Goal: Return every line of the data below that contains the string "brick", copying each line in full.

(Annotation records)

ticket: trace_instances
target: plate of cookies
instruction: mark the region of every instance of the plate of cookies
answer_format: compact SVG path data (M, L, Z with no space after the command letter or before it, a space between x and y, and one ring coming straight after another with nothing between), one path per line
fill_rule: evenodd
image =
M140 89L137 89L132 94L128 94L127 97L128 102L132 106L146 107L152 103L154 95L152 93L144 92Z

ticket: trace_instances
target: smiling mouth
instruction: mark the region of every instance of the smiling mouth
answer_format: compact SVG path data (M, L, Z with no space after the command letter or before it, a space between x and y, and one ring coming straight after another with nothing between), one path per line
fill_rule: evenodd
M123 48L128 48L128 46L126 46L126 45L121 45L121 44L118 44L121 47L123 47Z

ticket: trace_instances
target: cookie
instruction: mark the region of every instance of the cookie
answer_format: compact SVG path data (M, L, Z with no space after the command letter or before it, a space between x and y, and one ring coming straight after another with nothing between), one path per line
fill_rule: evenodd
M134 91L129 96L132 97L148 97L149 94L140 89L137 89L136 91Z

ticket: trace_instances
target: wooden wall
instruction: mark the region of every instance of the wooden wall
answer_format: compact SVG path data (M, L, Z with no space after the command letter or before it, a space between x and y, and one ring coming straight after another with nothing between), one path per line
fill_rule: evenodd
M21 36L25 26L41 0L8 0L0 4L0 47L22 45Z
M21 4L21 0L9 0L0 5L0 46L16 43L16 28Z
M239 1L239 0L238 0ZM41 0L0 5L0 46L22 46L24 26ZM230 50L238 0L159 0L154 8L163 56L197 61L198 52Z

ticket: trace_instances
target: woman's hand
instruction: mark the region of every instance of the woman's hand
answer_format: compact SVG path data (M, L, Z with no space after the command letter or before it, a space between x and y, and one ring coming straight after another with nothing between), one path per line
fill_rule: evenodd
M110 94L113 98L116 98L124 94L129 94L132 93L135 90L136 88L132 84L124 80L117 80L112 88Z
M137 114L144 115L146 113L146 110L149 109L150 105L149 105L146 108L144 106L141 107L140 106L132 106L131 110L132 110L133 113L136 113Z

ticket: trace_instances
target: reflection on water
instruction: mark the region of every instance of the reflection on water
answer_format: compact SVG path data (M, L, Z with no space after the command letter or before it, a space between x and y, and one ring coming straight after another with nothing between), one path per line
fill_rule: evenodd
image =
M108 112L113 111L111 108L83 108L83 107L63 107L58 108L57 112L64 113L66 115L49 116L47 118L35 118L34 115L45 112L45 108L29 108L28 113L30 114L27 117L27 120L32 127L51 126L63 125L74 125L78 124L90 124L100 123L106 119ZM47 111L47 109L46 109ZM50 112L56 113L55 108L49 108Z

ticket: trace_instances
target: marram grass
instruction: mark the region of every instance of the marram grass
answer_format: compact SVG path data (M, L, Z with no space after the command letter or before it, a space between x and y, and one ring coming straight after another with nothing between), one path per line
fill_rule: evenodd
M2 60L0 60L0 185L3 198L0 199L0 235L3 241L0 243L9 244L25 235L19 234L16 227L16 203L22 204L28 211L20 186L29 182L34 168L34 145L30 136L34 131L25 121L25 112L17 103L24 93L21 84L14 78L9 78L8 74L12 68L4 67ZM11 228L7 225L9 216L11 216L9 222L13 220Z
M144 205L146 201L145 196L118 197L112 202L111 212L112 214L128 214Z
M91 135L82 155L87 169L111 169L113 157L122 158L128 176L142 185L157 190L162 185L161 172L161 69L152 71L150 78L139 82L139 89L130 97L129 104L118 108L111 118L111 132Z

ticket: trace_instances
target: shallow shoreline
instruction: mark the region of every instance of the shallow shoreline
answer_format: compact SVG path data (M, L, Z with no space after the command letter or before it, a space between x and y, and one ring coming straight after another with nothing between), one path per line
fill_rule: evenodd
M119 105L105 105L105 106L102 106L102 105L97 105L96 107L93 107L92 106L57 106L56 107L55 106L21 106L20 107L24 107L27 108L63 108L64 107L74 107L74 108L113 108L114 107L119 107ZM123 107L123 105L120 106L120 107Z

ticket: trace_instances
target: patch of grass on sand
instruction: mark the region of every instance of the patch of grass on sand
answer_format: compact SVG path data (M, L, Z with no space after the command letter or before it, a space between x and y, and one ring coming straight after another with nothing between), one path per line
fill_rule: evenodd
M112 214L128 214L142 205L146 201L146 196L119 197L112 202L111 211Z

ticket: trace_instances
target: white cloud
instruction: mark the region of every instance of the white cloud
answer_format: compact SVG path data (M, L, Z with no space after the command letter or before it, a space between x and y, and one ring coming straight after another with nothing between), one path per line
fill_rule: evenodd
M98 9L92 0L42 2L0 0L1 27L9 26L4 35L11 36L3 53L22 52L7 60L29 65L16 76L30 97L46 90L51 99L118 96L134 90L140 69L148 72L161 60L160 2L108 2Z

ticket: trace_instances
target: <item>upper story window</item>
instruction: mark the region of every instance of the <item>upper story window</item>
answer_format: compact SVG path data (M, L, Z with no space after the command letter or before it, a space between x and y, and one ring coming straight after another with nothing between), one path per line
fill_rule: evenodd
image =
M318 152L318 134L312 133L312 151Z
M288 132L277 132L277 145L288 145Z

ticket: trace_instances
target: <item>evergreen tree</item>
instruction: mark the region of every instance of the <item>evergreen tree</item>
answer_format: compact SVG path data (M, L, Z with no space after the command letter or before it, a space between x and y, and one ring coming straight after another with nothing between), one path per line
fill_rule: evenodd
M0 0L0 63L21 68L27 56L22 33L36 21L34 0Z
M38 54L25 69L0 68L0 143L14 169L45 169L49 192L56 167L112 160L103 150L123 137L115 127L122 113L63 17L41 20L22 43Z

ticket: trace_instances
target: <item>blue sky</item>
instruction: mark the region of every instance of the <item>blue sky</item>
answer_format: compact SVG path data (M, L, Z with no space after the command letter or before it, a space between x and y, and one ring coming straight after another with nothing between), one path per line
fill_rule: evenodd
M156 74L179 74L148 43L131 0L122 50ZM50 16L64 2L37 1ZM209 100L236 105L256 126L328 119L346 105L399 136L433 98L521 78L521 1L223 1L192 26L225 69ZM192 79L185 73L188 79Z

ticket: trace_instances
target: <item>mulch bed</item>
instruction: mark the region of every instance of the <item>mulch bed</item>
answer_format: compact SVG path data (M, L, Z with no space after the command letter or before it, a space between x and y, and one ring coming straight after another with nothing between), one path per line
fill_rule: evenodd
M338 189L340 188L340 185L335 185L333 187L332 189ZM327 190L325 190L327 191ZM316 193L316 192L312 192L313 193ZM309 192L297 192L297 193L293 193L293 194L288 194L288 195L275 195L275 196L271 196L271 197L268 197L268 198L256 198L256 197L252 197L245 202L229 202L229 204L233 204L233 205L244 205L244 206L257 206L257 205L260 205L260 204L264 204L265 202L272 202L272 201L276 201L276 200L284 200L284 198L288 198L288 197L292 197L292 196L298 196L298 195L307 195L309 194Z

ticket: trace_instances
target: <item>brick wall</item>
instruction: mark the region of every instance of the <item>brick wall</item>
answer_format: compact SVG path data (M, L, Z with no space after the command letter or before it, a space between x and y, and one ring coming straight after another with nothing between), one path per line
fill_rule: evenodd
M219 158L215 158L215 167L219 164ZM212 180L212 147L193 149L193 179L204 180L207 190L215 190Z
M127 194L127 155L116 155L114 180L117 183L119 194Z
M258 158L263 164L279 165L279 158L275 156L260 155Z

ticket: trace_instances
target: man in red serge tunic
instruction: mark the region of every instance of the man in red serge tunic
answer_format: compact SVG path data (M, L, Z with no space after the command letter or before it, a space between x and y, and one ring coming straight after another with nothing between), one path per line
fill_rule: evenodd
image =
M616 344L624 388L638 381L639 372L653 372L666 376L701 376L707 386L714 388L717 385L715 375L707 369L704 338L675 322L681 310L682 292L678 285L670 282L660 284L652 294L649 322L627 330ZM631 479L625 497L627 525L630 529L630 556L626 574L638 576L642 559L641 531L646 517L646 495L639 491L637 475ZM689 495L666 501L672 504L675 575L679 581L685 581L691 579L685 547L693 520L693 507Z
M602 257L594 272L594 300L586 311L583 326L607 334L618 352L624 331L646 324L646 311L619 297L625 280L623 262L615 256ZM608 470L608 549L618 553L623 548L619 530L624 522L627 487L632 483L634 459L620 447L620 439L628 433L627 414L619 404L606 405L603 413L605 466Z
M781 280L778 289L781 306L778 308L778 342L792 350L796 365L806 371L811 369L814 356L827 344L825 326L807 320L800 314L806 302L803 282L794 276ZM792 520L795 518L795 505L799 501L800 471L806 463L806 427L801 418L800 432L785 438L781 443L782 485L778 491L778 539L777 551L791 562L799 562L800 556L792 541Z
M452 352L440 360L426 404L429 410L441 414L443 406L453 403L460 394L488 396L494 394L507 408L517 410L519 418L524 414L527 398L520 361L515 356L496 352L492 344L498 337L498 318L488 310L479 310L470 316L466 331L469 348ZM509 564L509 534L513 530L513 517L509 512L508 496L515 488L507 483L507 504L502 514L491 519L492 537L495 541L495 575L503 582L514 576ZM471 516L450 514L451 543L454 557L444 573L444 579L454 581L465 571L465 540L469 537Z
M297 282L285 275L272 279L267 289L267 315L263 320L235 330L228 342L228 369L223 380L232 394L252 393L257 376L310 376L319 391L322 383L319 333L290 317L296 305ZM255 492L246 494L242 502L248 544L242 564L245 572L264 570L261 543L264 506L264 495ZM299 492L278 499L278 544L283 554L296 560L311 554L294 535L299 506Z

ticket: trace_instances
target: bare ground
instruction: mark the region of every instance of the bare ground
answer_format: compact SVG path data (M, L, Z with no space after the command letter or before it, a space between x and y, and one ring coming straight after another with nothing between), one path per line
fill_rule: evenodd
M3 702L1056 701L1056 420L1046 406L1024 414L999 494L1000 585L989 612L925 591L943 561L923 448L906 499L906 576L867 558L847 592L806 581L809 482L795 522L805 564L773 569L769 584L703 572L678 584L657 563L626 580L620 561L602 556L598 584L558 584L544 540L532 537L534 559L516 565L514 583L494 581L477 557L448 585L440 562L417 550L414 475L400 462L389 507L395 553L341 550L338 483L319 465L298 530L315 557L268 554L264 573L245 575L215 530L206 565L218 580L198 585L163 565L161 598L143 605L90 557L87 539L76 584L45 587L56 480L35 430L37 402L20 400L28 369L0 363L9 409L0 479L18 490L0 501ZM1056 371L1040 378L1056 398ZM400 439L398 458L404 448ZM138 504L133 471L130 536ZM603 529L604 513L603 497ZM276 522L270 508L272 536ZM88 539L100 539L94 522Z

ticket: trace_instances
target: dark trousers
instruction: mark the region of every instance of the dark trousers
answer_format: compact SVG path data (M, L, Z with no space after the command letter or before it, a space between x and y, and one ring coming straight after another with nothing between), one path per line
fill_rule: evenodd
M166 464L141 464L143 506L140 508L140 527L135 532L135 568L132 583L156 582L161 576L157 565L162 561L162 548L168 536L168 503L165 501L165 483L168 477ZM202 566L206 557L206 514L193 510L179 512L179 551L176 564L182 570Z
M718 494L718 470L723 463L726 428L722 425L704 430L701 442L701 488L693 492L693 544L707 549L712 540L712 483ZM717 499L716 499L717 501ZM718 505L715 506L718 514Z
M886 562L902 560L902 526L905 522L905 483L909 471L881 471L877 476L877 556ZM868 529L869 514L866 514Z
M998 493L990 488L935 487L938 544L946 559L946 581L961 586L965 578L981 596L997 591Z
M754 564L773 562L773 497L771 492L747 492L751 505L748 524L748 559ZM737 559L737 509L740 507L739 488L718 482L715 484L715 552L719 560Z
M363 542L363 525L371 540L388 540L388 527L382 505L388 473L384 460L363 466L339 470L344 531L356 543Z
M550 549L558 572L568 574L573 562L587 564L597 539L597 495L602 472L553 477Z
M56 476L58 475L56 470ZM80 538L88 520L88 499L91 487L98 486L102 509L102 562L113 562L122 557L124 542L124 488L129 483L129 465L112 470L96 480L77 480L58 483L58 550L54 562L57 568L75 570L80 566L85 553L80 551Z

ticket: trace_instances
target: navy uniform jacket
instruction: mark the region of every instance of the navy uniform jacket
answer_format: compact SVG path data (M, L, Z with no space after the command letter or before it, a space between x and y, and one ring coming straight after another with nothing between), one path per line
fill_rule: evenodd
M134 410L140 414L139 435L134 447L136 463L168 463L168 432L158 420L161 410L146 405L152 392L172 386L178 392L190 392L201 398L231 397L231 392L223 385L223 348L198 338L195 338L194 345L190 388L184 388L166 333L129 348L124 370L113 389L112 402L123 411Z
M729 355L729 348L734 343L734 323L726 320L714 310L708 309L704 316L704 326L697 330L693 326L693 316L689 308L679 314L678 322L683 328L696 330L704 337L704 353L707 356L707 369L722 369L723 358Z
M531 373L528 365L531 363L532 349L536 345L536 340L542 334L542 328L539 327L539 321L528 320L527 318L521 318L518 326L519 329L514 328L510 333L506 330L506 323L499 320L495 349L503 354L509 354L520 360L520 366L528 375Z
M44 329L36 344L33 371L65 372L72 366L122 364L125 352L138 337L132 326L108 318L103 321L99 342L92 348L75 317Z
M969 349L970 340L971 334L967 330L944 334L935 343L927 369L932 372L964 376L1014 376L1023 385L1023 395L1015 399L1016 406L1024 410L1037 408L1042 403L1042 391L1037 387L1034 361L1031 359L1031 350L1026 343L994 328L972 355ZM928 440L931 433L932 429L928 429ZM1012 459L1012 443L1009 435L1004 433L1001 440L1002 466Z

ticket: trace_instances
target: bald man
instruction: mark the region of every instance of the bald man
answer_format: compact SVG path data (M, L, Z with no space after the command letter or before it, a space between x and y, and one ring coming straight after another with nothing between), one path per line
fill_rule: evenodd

Answer for the task:
target: <item>brick wall</item>
instruction: mark the region of every instance of the <item>brick wall</item>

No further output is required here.